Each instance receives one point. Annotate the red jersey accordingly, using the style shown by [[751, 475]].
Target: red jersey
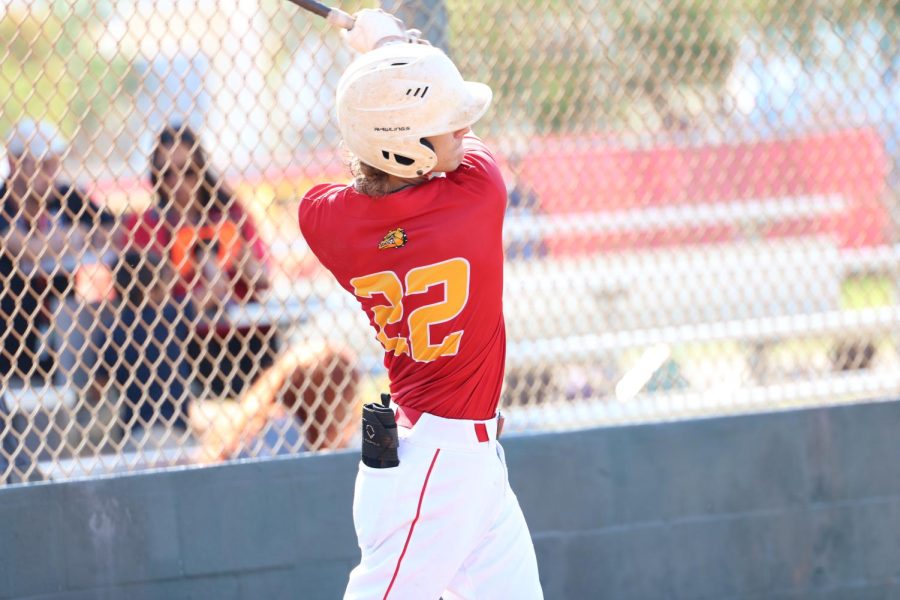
[[426, 264]]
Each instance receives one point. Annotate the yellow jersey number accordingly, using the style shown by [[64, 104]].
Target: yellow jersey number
[[453, 274]]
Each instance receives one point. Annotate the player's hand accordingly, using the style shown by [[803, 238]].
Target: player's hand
[[374, 28]]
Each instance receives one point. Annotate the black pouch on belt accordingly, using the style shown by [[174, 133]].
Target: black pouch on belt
[[380, 441]]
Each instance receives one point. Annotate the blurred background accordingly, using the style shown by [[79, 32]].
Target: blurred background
[[703, 219]]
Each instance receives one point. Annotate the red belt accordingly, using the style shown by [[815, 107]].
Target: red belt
[[408, 417]]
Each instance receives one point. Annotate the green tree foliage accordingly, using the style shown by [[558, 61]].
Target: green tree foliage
[[52, 69], [645, 63]]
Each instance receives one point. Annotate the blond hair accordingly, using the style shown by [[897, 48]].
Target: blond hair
[[369, 180]]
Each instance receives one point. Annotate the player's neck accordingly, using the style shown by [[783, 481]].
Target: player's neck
[[396, 184]]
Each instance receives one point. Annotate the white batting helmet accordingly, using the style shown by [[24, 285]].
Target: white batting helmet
[[390, 98]]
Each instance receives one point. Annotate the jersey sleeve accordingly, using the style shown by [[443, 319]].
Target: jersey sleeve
[[315, 222], [480, 165]]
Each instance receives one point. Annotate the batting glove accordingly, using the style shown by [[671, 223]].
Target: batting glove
[[373, 28]]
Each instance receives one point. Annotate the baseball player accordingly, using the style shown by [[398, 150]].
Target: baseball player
[[417, 240]]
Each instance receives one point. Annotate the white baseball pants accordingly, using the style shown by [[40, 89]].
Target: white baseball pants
[[445, 523]]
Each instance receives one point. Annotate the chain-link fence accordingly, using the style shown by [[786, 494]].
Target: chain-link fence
[[703, 204]]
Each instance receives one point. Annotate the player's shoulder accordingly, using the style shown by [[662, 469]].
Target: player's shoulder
[[480, 166], [323, 192], [316, 203]]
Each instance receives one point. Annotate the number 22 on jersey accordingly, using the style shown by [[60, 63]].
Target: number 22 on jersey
[[452, 274]]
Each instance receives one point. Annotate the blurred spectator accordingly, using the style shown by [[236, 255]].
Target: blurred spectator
[[306, 401], [143, 350], [212, 243], [523, 208], [49, 229]]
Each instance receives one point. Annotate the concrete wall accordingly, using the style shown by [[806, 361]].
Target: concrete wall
[[789, 505]]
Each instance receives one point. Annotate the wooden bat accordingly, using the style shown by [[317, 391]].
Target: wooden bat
[[335, 16]]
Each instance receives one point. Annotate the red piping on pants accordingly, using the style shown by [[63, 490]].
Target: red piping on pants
[[413, 525]]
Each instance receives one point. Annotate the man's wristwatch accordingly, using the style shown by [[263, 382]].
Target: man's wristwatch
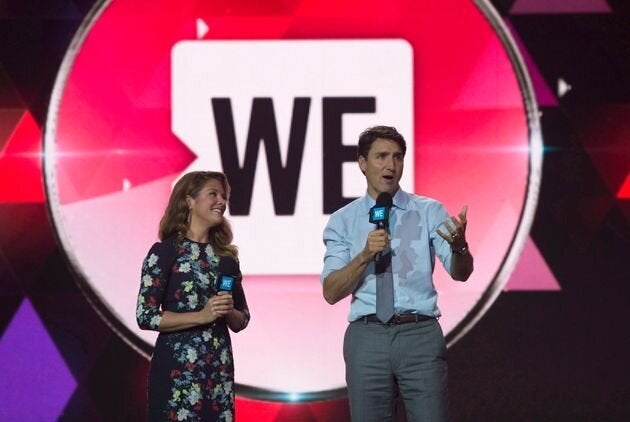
[[461, 251]]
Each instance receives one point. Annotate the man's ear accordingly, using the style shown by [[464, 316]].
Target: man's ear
[[362, 163]]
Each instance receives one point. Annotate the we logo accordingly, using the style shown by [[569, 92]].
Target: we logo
[[281, 119]]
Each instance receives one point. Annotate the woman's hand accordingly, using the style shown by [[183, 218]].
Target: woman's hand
[[218, 306]]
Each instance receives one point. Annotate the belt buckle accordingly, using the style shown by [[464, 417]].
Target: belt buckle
[[394, 320]]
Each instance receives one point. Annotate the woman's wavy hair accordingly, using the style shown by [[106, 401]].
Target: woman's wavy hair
[[175, 219]]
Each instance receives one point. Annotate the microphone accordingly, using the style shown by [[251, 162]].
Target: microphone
[[379, 213], [227, 273]]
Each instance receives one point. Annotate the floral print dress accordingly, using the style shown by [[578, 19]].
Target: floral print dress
[[192, 371]]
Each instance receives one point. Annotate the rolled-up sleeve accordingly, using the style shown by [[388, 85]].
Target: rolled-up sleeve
[[337, 253]]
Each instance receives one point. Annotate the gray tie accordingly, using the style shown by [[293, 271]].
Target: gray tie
[[384, 287]]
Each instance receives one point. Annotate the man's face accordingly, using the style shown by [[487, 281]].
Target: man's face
[[383, 167]]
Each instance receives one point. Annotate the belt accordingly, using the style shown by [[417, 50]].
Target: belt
[[396, 319]]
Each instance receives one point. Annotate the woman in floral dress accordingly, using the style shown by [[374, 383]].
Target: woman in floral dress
[[192, 372]]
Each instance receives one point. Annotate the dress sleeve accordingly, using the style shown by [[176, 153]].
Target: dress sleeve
[[240, 303], [153, 282]]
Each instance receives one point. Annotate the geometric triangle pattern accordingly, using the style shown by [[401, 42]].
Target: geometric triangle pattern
[[21, 162], [35, 382], [624, 190], [579, 240], [544, 95], [531, 272]]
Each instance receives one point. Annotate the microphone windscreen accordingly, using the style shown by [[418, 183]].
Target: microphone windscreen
[[384, 200]]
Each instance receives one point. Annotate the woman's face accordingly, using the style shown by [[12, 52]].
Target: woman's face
[[208, 207]]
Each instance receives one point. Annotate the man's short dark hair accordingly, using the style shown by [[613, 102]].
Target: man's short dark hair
[[369, 135]]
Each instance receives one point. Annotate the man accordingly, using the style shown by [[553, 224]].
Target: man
[[406, 353]]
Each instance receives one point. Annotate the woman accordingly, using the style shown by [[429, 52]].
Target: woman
[[192, 371]]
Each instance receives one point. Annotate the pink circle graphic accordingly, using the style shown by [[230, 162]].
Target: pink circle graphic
[[132, 110]]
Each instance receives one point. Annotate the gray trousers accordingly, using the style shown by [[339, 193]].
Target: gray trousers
[[383, 361]]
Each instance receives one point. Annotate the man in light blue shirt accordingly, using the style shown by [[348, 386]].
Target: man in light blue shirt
[[406, 354]]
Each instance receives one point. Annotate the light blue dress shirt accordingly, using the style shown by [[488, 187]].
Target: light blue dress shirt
[[415, 244]]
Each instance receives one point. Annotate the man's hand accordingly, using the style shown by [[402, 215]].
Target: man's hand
[[377, 241], [456, 236]]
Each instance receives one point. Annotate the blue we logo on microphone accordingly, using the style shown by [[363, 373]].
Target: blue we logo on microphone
[[379, 214], [226, 283]]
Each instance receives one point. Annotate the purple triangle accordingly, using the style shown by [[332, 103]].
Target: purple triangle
[[544, 95], [35, 384], [525, 7]]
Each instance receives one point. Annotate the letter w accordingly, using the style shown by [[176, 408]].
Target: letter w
[[262, 127]]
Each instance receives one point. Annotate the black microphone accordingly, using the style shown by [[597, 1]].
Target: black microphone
[[227, 273], [379, 213]]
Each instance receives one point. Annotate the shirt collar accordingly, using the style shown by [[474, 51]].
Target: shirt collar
[[400, 200]]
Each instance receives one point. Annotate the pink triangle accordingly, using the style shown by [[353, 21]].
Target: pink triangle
[[544, 96], [483, 91], [624, 190], [559, 6], [21, 163], [532, 272]]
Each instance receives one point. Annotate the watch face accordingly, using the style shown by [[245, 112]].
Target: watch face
[[275, 95]]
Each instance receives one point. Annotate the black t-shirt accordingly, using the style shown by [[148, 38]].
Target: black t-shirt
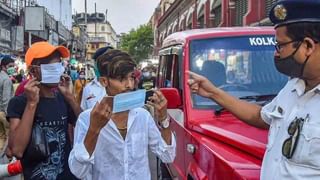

════════════════

→ **The request**:
Please rewrite all the lines above, replacing "Annotate" with "Label" and changing nothing else, and leave the pictures out of your answer.

→ **Exercise answer**:
Each instance receives one point. Label the red jersey accordingly, using the style shown by [[751, 475]].
Target: red jersey
[[426, 264]]
Each instance receives one point. Label the yellow jersey number accordingly, using the style shown by [[64, 104]].
Target: yellow jersey number
[[453, 274]]
Each instance receives one point. Label the player's hand accordingly, using the style shown by [[803, 238]].
Target: player's hand
[[374, 28]]
Each instance receives one point. Label the black pouch on belt accordingly, using the style shown by [[174, 133]].
Target: black pouch on belt
[[380, 441]]
Each instance receives one point. Label the blurred background accordingly, using the style shown by [[79, 32]].
Target: blurred background
[[703, 219]]
Each instance receives one point. Label the red belt accordingly, using the style shown by [[815, 107]].
Target: red belt
[[408, 417]]
Each instance receives one point. Label the green tree foliage accordingly, using the style shown by [[558, 61]].
Target: green tree foliage
[[52, 69], [645, 63]]
Each instance receives one point. Label the blond hair accordingly, using the style shown by [[897, 48]].
Target: blond hair
[[369, 180]]
Each instance receives one point. Label the player's neck accordingly, using the style shown by [[783, 481]].
Target: player's neck
[[396, 184]]
Each instance receives one point. Label the white batting helmet accordingly, using the style shown by [[24, 285]].
Target: white batting helmet
[[390, 98]]
Each instance receives one point. Label the jersey sleeve accordingly, using the style shown by [[443, 319]].
Target: jersey sleeve
[[315, 222], [480, 165]]
Each instance receives one point. Label the batting glove accordingly, using the style shown by [[671, 223]].
Target: batting glove
[[373, 28]]
Each instance receives one point. Label the baseball player accordingly, using the style shown by [[398, 150]].
Target: baseball player
[[417, 240]]
Each instance receives one point. Label the white baseball pants accordingly, using the style shown by [[40, 89]].
Target: white baseball pants
[[445, 523]]
Each instance receives one point. Label the chain-link fence accordingly, using the style shown by [[786, 494]].
Target: chain-link fence
[[703, 204]]
Each instance receives one point. Label the player's shoulder accordingly, using the style shown by [[662, 469]].
Target: player's shoulder
[[480, 166], [323, 192], [316, 203]]
Each instance receives one point. Label the number 22 on jersey accordingly, using the style shown by [[60, 63]].
Target: number 22 on jersey
[[452, 274]]
Each instance receives one point. Label the blurred spectator accordingly, using the style shown by [[236, 255]].
Target: blurred spectator
[[306, 401], [143, 350], [212, 243], [523, 208], [49, 229]]
Each instance receives one point. Label the concrete wall accordingly, using the style shown by [[806, 361]].
Target: concrete wall
[[789, 505]]
Each instance receives one point. Label the wooden bat accordingly, using the style shown by [[317, 391]].
Target: wooden bat
[[335, 16]]
Each instance receives one point. Label the red piping on pants accordingly, using the style shown by [[63, 490]].
Target: red piping on pants
[[413, 525]]
Each instance receives one point. Label the man's wristwatch accordingly, using the style shown by [[263, 382]].
Target: man's wristwatch
[[461, 251]]
Each instance receives one point. Label the man's ear accordingly, using the style shown by [[464, 316]].
Target: man's ear
[[362, 163]]
Each instance receives one point. Label the we logo accordingly, using the style shown by [[569, 92]].
Target: we logo
[[281, 119]]
Each instance receives one point. Label the woman's hand accordingly, using the style shown by [[183, 218]].
Target: woman's hand
[[218, 306]]
Each instance receives one point. Label the belt buckle accordingly, using the style shown by [[464, 417]].
Target: belt buckle
[[394, 320]]
Each instance receives one point. Label the woman's wavy hair accordingly, using the style shown by [[106, 401]].
Target: woman's wavy hair
[[175, 219]]
Each instance receives one point. Label the microphone accordingly, using the style shown by [[251, 162]].
Target: microphone
[[379, 213], [227, 273]]
Each instance receives one point. Label the floral print dress accordingly, using the style shown by [[578, 19]].
Target: floral print dress
[[192, 371]]
Each instance receives one point. Label the rolled-up sleeve accordingly, using the style shown by [[388, 85]].
Target: rolled-up sleeve
[[337, 253]]
Each instance receives one point. Label the gray tie accordingly, using the style shown by [[293, 271]].
Target: gray tie
[[384, 287]]
Each instance receives one point. Label the man's face accordingly, using the style shown by [[487, 281]].
Target: man's face
[[383, 167]]
Each instance receives one point. Label the belt accordingly, using the style shown by [[417, 50]].
Target: belt
[[396, 319]]
Each instance receives one point. Label the woman in floral dress accordingly, using the style shown by [[374, 383]].
Target: woman in floral dress
[[192, 372]]
Each instance receives one point. Label the dress sleeve accordingly, using the style shown by [[176, 153]].
Target: dress sleeve
[[240, 303], [153, 282]]
Each instance receives one point. Label the geometric triangle pattern accordingly, using the style shown by [[401, 42]].
Target: geometric triangle pattern
[[21, 162], [35, 382], [624, 190], [579, 240], [544, 95], [531, 272]]
Each instance receives one point. Label the microphone windscreen accordingly, using the style shown by [[418, 183]].
Target: microphone windscreen
[[384, 200]]
Each instance receives one point. Label the woman's face accordingly, using the style shown by [[12, 52]].
Target: woman's face
[[208, 207]]
Each instance receives one point. Label the man's short dark hair accordingly, using the style shown by [[613, 102]].
Target: man's short dark hair
[[369, 135]]
Each instance receives one point. Label the man accordingly, using the style shown by [[553, 224]].
Target: man
[[406, 353]]
Each instance receives one point. Label the woman accordingly, using the style shown by [[429, 52]].
Target: woman
[[192, 371]]
Each instance receives one point. Label the pink circle graphic accordingly, using the style shown by [[230, 162]].
Target: pink circle graphic
[[132, 110]]
Each instance receives one point. Label the gray trousers accordingly, using the style shown by [[339, 193]].
Target: gray trousers
[[383, 361]]
Each instance receives one point. Label the man in light blue shirt accordingly, using the style shown by [[348, 386]].
Target: man in light blue shirt
[[406, 354]]
Each instance receives one point. Label the light blue dress shirt accordingly, using the style shown by [[488, 187]].
Target: light blue dress shirt
[[415, 244]]
Each instance receives one point. Label the man's hand accordingly, using the style shown by [[402, 215]].
Target: man's hand
[[377, 241], [456, 236]]
Each instance receives one point. Label the blue we logo on microphone accordingly, using the style shown by [[363, 373]].
Target: blue we logo on microphone
[[379, 214], [226, 283]]
Each instance receives one point. Label the purple triangle accordingly, using the style shown by [[332, 103]].
Target: purple triangle
[[544, 95], [35, 384], [525, 7]]
Each instance receives one point. Label the letter w accordingly, using the style shown by [[176, 408]].
Target: letter w
[[262, 127]]
Each instance receives one point. Label the black microphone accordingly, using the style shown by [[597, 1]].
Target: black microphone
[[227, 273], [379, 213]]
Each instance receives one point. Label the shirt collar accordingly, using the style shown by [[474, 51]].
Target: shirt collar
[[400, 200]]
Each instance receives one point. Label the pink triangle accordingly, using the style shown by [[353, 21]].
Target: pink triangle
[[544, 96], [483, 91], [624, 190], [559, 6], [21, 163], [532, 272]]
Each instance receives one point. Label the watch face accordingly, using the style shown by [[245, 112]].
Target: watch face
[[275, 95]]
Each instance receives one point. Label the black t-shirt accordingly, using the style shown by [[148, 38]].
Target: black t-shirt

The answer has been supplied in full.